## START Extracted text

POSETTE 2024 is a wrap! 💯 Thanks for joining the fun! Missed it? Watch all 42 talks online 🍿
POSETTE 2024 is a wrap! 💯 Thanks for joining the fun! Missed it? Watch all 42 talks online 🍿
Written by Marco Slot
May 5, 2023
Citus enables several different PostgreSQL use cases, but one of the most popular ones is to build scalable multi-tenant software as a service (SaaS) applications. The most common way to build a multi-tenant application on Citus is to distribute all your Postgres tables by a “tenant ID” column. That way rows are (hash-)distributed across nodes, while rows with the same tenant ID value are co-located on the same node for fast local joins, transactions, and foreign keys.
For those of you who build SaaS apps, one question many of you have is how active your tenants are. More specifically: What are your busiest tenants? How many queries is your application doing on behalf of your tenants, and how much CPU do those queries use?

## END Extracted text
## START Data lines

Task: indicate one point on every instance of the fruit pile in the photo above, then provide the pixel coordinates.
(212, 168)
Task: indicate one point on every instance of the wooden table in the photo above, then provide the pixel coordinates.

## END Data lines

Aim of the exercise – Copy word for word the part of the Citus multi-tenant article that starts at "For those of" and ends at "those queries use?".

Finished task –
For those of you who build SaaS apps, one question many of you have is how active your tenants are. More specifically: What are your busiest tenants? How many queries is your application doing on behalf of your tenants, and how much CPU do those queries use?